» **Exercise directions**: All of the data is to be set down again without alteration.

== Records for processing

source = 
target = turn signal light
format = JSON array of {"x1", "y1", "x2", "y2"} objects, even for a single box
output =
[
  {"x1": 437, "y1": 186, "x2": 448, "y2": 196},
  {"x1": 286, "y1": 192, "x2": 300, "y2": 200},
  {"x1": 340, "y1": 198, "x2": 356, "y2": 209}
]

====

» **Answer section**:
source = 
target = turn signal light
format = JSON array of {"x1", "y1", "x2", "y2"} objects, even for a single box
output =
[
  {"x1": 437, "y1": 186, "x2": 448, "y2": 196},
  {"x1": 286, "y1": 192, "x2": 300, "y2": 200},
  {"x1": 340, "y1": 198, "x2": 356, "y2": 209}
]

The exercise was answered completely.